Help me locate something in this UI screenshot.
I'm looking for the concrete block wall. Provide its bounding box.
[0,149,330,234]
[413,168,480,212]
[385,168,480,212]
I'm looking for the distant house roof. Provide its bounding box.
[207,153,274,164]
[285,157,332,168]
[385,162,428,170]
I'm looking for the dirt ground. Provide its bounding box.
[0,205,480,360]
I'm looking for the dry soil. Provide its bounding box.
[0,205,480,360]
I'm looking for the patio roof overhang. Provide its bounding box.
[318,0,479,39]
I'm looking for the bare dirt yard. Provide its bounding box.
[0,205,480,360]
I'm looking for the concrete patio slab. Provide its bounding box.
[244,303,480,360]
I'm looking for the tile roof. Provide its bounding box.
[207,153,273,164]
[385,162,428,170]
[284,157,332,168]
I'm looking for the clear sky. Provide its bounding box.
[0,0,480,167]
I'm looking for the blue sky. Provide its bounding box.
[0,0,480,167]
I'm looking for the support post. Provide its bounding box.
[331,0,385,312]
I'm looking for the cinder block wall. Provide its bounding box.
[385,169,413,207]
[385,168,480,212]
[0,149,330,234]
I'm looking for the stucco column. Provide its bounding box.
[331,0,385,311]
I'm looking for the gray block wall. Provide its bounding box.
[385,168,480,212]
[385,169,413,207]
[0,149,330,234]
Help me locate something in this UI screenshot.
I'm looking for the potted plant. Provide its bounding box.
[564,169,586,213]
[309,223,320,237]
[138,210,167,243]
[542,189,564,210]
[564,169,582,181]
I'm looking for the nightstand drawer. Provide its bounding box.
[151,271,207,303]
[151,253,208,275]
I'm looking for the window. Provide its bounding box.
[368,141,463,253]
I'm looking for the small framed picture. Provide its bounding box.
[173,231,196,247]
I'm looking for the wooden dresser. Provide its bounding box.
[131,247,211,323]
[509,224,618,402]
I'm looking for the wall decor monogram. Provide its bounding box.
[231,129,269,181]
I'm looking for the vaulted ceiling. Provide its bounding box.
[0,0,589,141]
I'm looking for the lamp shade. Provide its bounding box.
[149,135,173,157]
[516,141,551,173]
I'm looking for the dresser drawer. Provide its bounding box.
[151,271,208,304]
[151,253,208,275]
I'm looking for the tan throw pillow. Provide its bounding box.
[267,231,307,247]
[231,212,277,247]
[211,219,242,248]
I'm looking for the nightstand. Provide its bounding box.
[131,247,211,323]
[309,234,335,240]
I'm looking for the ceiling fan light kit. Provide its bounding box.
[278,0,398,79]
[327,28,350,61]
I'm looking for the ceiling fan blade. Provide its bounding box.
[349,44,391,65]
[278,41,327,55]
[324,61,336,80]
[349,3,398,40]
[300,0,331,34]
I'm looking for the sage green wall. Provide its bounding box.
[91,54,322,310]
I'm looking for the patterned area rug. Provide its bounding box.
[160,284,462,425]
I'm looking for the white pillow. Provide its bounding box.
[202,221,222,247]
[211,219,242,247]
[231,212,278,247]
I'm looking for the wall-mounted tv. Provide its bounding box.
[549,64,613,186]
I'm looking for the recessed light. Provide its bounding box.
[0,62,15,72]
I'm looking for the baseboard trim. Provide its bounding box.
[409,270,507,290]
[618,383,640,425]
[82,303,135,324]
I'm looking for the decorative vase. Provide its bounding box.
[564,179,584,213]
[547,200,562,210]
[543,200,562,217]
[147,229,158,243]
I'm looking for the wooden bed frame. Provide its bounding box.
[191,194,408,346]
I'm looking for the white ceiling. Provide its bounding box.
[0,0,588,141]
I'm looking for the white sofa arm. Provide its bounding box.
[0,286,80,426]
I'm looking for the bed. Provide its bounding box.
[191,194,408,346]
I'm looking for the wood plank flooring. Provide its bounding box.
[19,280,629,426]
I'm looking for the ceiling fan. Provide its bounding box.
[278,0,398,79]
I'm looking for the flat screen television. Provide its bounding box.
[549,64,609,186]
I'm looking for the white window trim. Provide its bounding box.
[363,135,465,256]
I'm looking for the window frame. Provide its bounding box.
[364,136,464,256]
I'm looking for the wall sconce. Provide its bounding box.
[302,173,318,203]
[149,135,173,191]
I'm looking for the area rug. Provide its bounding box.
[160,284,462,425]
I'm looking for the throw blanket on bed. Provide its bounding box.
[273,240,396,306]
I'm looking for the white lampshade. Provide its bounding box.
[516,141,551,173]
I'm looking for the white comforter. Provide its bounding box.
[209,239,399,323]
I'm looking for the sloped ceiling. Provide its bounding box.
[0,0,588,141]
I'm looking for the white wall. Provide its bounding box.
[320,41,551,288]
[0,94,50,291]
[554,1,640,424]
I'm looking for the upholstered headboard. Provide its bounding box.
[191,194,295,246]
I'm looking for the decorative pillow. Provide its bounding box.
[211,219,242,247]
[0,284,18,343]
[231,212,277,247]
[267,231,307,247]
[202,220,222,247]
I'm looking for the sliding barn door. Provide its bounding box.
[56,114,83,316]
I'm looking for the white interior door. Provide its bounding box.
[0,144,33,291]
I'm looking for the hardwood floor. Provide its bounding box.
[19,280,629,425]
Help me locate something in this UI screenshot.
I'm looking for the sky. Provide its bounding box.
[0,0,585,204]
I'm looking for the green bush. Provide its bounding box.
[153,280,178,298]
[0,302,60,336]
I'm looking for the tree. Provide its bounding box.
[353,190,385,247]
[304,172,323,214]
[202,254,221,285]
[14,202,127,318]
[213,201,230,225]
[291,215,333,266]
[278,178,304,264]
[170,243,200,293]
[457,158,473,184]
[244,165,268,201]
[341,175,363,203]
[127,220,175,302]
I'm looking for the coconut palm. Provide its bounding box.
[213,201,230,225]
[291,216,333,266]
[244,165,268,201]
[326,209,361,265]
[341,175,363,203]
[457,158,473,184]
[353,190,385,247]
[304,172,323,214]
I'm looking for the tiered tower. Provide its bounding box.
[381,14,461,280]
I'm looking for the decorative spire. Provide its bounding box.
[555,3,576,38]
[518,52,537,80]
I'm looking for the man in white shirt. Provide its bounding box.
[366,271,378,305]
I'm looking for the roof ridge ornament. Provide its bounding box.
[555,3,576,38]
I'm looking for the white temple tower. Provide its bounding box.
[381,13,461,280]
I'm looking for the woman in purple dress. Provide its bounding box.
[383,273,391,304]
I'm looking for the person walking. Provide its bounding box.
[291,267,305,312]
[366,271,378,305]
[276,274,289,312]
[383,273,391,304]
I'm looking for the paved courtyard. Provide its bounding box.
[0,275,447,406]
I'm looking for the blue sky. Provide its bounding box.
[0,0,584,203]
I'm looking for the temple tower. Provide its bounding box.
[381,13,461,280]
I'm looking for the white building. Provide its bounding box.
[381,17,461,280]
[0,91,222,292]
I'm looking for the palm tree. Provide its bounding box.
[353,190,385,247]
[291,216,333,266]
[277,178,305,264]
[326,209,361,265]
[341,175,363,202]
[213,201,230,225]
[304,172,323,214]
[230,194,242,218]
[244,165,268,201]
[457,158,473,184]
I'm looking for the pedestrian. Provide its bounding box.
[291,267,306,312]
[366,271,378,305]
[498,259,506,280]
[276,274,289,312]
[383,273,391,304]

####################

• Exercise brief:
Rewrite the listing above, replacing "I'm looking for" with "Find" everywhere it appears. Leave everything else unchanged.

• Expected output:
Help me locate something in this UI screenshot.
Find the concrete block wall. Provide its bounding box.
[0,149,330,234]
[413,168,480,212]
[385,168,480,212]
Find the distant house roof. Provide its bounding box.
[207,153,274,164]
[285,157,332,168]
[385,162,428,170]
Find the dirt ground. Provide its bounding box.
[0,205,480,360]
Find the dry soil. Provide its bounding box.
[0,205,480,360]
Find the patio roof overhang. Provide its bounding box.
[318,0,479,39]
Find the bare dirt yard. Provide its bounding box.
[0,205,480,360]
Find the concrete patio slab. Provide its bounding box.
[244,303,480,360]
Find the tile roof. Provide its bounding box.
[207,153,273,164]
[385,162,428,170]
[284,157,332,168]
Find the clear sky. Provide its bounding box.
[0,0,480,167]
Find the blue sky. Provide its bounding box.
[0,0,480,167]
Find the support post. Provide its bounding box.
[331,0,385,312]
Find the cinder block wall. Provide its bounding box.
[385,169,413,207]
[385,168,480,212]
[0,149,330,234]
Find the stucco column. Provide its bounding box.
[331,0,385,311]
Find the gray block wall. Provide its bounding box.
[385,168,480,212]
[385,169,413,207]
[0,149,330,234]
Help me locate something in this UI screenshot.
Find the potted plant. Provide its bounding box.
[564,169,586,213]
[309,223,320,237]
[138,210,167,243]
[542,189,564,210]
[564,169,582,181]
Find the nightstand drawer. Provide its bounding box.
[151,271,207,303]
[151,253,208,275]
Find the window. Provide its bounding box.
[368,141,463,253]
Find the small framed picture. Provide its bounding box.
[173,231,196,247]
Find the wooden dresser. Provide its bounding box.
[131,247,211,323]
[509,224,618,402]
Find the wall decor monogram. Provide its bounding box.
[231,129,269,181]
Find the vaulted ceiling. Provide its bounding box.
[0,0,589,141]
Find the lamp shade. Provide its bounding box.
[149,135,173,157]
[516,141,551,173]
Find the dresser drawer. Provide its bounding box.
[151,271,208,304]
[151,253,208,275]
Find the tan throw pillow. Provide its bounding box.
[267,231,307,247]
[231,212,277,247]
[211,219,242,248]
Find the nightstand. Provide its bounding box.
[131,247,211,323]
[309,234,335,240]
Find the ceiling fan light kit. Provide its bounding box.
[278,0,398,79]
[327,28,350,61]
Find the ceiling fan blade. Provide its bounding box.
[349,44,391,65]
[278,41,327,55]
[324,61,336,80]
[349,3,398,40]
[300,0,331,34]
Find the sage green wall. Provide its bounding box.
[91,54,322,310]
Find the patterned area rug. Provide its bounding box.
[160,284,462,425]
Find the white pillow. Provide its bounding box.
[202,221,222,247]
[211,219,242,247]
[231,212,278,247]
Find the wall-mounted tv. Provide its bounding box.
[549,64,613,186]
Find the recessed light. Provide its bounding box.
[0,62,15,72]
Find the baseboard trim. Provide its bounding box.
[409,270,507,290]
[618,383,640,425]
[82,303,135,324]
Find the decorative vase. Provide its bounding box.
[564,179,584,213]
[547,200,562,210]
[543,200,562,217]
[147,229,158,243]
Find the wooden bed frame. Provide its bounding box.
[191,194,408,346]
Find the white ceiling. Provide its bounding box.
[0,0,588,141]
Find the white sofa arm. Provide its bounding box.
[0,286,80,426]
Find the bed. Provide its bounding box.
[191,194,408,346]
Find the wood plank flooring. Provide its bounding box.
[19,280,629,426]
Find the ceiling fan. Provide its bounding box.
[278,0,398,79]
Find the flat screen television. Provide its bounding box.
[549,64,609,186]
Find the white window trim. Provide its bounding box.
[363,135,465,256]
Find the window frame. Provide its bounding box.
[364,136,464,256]
Find the wall sconce. Provide its bounding box.
[302,173,318,203]
[149,135,173,191]
Find the area rug. Provide its bounding box.
[160,284,462,425]
Find the throw blanket on bed. Provide its bounding box.
[273,240,396,306]
Find the white lampshade. Provide its bounding box.
[516,141,551,173]
Find the white comforter. Provide its bounding box.
[209,239,399,323]
Find the sloped ceiling. Provide its bounding box.
[0,0,588,141]
Find the white wall. Provide its bounding box.
[320,41,551,288]
[0,94,50,291]
[554,1,640,424]
Find the upholstered headboard. Provide its bounding box.
[191,194,295,246]
Find the decorative pillow. Provide its bounding box.
[211,219,242,247]
[0,284,18,343]
[231,212,277,247]
[267,231,307,247]
[202,220,222,247]
Find the sliding barn door. Provide its bounding box.
[56,114,83,316]
Find the white interior door. Provide its bounding box.
[0,144,33,291]
Find the hardwood floor. Provide its bounding box.
[19,280,629,425]
Help me locate something in this UI screenshot.
Find the sky. Provide its bounding box.
[0,0,585,204]
Find the green bush. Provide its bounding box.
[153,280,178,298]
[0,302,60,336]
Find the tree. Provide its bounding box.
[353,190,385,247]
[304,172,323,214]
[202,254,221,285]
[14,202,127,318]
[213,201,230,225]
[291,215,333,266]
[278,178,304,264]
[170,243,200,293]
[457,158,473,184]
[244,165,268,201]
[341,175,363,203]
[127,220,175,302]
Find the coconut palm. Provide its bounding box.
[213,201,230,225]
[291,216,333,266]
[244,165,268,201]
[326,209,361,265]
[341,175,363,203]
[457,158,473,184]
[353,190,385,247]
[304,172,323,214]
Find the tiered tower. Provide its bounding box.
[381,14,461,280]
Find the decorative spire. Provide its bounding box.
[555,3,576,38]
[518,52,537,80]
Find the man in white shirt. Provide its bounding box.
[366,271,378,305]
Find the roof ridge ornament. Provide its bounding box.
[555,3,576,38]
Find the white temple tower. Provide its bounding box.
[381,13,461,280]
Find the woman in purple dress. Provide its bounding box.
[383,273,391,304]
Find the person walking. Provide its bounding box.
[291,267,305,312]
[366,271,378,305]
[276,274,289,312]
[383,273,391,304]
Find the paved courtyard. Provide its bounding box.
[0,275,447,406]
Find the blue sky. Provide its bounding box.
[0,0,584,203]
Find the temple tower. Provide its bounding box.
[381,13,461,280]
Find the white building. Provide its bounding box.
[381,17,461,280]
[0,91,222,292]
Find the palm tree. Provide its bounding box.
[353,190,385,247]
[291,216,333,266]
[277,178,305,264]
[326,209,361,265]
[341,175,363,202]
[213,201,230,225]
[304,172,323,214]
[230,194,242,218]
[244,165,268,201]
[457,158,473,184]
Find the pedestrian. Provide its bounding box.
[291,267,306,312]
[366,271,378,305]
[498,259,506,280]
[276,274,289,312]
[383,273,391,304]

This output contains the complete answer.